Given request:
Rewrite the records from the line that contains "Practice step: set one point on each instance of the silhouetted" through the last line of the records, requests included. Multiply every coordinate in the answers by 0.3, round each to a whole number with halves going up, and keep the numbers in the requests unchanged.

Dataset content:
begin

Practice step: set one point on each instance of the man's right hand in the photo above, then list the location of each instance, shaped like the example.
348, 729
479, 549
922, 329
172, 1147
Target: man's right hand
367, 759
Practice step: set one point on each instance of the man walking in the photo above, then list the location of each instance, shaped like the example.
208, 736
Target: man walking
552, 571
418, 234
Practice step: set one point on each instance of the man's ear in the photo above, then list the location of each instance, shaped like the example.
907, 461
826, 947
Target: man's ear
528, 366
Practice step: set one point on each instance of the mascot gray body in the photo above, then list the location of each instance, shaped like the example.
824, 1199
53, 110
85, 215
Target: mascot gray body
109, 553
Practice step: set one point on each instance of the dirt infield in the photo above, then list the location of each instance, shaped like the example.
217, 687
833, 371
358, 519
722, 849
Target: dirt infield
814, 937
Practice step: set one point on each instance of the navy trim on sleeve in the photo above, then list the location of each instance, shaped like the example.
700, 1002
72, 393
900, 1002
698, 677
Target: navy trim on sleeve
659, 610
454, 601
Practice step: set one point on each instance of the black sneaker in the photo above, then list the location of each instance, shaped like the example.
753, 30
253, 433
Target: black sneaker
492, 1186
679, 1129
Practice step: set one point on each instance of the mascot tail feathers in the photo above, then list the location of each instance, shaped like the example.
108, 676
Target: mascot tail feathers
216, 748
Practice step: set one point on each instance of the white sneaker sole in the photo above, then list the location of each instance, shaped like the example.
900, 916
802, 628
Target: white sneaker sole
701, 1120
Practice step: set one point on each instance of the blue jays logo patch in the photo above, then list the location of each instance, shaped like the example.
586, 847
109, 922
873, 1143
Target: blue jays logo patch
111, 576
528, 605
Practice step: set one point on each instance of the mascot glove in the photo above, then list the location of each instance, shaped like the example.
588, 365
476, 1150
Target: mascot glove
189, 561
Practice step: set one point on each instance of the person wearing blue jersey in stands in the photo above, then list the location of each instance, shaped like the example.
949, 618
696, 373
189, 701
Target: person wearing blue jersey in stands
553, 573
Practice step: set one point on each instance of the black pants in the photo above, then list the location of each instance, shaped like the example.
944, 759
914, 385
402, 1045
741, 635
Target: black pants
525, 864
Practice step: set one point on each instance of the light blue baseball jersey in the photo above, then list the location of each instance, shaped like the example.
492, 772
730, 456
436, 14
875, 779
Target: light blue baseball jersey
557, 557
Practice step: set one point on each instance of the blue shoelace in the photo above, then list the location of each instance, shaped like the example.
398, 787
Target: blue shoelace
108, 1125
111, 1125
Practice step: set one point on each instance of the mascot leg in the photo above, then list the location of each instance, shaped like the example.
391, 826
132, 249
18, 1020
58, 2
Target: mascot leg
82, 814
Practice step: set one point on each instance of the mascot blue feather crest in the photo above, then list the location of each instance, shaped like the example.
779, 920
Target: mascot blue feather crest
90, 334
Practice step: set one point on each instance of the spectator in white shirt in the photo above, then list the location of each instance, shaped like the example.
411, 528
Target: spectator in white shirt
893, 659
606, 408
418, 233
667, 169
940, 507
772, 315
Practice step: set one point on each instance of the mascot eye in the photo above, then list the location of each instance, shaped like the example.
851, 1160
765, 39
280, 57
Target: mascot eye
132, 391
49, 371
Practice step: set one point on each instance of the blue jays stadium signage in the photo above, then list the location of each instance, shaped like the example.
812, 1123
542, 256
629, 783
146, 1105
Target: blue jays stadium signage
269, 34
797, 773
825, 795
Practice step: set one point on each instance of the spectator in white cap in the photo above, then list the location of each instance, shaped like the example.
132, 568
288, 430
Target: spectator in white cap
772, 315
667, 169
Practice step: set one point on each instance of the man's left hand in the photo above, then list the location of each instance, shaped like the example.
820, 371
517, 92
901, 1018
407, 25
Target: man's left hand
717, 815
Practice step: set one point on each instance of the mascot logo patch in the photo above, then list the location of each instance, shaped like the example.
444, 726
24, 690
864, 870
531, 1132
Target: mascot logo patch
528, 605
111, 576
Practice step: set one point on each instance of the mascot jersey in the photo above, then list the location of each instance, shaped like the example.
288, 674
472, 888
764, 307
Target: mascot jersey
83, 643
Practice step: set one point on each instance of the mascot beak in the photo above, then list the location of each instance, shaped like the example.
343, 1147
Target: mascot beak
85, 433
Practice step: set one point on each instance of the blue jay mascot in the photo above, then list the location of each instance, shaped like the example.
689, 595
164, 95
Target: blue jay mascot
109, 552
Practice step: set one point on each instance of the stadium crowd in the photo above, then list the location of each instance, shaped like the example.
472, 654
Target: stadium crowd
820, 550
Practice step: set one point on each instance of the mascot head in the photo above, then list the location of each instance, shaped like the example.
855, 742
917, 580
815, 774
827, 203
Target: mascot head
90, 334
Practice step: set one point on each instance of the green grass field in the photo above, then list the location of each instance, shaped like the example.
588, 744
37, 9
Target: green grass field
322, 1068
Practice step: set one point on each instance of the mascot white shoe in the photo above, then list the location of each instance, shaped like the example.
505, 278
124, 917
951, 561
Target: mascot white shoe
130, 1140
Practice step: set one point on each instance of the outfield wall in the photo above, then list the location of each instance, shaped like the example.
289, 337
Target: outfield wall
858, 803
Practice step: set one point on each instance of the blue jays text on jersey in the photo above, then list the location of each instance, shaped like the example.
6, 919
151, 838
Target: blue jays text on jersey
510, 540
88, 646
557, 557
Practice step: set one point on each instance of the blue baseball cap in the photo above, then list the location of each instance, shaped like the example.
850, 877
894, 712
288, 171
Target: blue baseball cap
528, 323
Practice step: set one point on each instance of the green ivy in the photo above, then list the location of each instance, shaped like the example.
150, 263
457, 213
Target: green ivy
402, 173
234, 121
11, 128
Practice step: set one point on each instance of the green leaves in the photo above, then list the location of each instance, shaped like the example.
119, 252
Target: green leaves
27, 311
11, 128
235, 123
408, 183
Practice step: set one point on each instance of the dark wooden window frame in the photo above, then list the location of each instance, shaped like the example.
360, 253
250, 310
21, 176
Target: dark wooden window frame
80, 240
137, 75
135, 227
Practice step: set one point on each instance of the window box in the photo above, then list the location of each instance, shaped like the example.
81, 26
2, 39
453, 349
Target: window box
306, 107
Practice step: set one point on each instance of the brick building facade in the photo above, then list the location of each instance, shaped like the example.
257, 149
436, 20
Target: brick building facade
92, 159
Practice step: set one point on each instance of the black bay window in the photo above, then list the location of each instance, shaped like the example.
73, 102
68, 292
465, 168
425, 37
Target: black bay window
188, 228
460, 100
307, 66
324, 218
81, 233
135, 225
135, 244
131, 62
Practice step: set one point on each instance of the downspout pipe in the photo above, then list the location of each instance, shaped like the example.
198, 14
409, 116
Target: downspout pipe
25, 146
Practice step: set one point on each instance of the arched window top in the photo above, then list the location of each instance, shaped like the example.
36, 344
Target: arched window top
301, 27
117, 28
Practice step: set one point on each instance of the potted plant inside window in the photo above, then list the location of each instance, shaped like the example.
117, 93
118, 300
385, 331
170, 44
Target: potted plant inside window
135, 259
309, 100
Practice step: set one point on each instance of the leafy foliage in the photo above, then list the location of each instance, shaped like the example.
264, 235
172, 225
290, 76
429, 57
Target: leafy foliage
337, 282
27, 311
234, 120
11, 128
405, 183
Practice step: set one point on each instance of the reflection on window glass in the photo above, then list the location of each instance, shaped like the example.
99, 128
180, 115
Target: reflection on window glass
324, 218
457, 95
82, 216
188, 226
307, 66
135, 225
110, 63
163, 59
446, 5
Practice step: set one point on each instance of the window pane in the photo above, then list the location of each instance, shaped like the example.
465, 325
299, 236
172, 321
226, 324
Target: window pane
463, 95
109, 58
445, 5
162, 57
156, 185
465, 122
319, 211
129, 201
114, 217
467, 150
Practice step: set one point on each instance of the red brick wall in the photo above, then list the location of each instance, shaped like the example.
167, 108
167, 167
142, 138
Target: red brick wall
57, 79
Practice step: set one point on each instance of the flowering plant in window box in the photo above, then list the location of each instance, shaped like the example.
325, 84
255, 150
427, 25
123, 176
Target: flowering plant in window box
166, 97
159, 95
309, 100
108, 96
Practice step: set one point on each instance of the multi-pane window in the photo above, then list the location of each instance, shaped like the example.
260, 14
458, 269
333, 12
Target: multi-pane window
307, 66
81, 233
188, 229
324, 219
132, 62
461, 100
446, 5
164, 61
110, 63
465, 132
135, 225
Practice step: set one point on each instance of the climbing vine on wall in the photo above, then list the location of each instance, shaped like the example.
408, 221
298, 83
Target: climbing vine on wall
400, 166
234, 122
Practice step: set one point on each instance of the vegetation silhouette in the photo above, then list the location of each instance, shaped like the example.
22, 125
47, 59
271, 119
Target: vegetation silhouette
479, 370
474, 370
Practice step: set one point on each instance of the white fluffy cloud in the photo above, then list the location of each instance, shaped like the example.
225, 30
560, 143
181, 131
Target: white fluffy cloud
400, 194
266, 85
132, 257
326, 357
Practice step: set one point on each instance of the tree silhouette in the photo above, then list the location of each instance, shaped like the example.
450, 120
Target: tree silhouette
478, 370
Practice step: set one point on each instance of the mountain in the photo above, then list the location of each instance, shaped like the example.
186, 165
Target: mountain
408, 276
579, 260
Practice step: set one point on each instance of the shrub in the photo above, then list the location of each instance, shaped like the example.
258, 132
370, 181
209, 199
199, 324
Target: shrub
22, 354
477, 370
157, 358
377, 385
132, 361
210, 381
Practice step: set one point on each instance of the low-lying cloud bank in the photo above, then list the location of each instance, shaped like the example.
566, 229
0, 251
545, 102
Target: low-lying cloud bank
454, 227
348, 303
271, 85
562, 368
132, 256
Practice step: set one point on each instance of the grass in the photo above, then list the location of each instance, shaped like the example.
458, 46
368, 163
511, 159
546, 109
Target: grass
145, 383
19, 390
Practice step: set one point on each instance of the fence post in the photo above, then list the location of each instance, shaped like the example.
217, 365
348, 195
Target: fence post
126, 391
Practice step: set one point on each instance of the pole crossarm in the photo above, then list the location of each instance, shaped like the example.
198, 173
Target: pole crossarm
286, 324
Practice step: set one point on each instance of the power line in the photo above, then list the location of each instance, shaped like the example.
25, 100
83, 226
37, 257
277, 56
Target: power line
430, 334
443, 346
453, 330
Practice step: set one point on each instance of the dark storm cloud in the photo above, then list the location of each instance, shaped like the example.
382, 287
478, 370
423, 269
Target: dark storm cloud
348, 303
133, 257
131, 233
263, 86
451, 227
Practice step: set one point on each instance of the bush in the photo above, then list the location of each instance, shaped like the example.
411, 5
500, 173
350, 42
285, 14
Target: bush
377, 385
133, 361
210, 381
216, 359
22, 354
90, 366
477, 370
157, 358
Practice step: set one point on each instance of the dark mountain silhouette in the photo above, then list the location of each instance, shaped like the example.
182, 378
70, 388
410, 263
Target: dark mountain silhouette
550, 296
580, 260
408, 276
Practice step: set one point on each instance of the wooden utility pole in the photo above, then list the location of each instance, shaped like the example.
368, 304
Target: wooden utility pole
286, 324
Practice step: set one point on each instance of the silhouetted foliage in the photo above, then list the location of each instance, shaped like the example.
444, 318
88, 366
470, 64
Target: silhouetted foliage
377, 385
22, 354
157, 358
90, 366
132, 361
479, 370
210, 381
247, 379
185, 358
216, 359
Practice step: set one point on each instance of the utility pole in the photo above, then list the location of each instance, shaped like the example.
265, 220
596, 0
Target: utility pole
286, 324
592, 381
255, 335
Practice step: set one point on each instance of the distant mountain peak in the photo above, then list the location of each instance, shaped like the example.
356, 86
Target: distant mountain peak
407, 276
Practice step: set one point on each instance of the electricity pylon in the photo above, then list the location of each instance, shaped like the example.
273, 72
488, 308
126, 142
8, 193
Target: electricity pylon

end

Output of the task:
Practice step: set one point on each instance of the silhouetted foliage in the photo above, then list the location of each instance, shaped like the example.
444, 318
88, 366
470, 64
Target: silhouetted foliage
113, 116
7, 106
47, 107
27, 110
40, 108
144, 111
63, 114
74, 114
56, 107
65, 108
Practice step: set one point on each instance of the utility pole in the photo above, then list the location of each instance, shaped like the example.
265, 220
596, 0
Target: utility pole
86, 97
178, 114
77, 101
Practice step: set one point on each instance of the distant mountain peak in the photo above, then list the location of each instance, shaped like the example.
356, 86
Target: distant mountain peak
122, 83
Practice step: set one point on each instance of the electricity pylon in the photo above, then list the location of each instance, shaped like the example.
273, 72
488, 308
126, 142
8, 193
Target: electricity pylon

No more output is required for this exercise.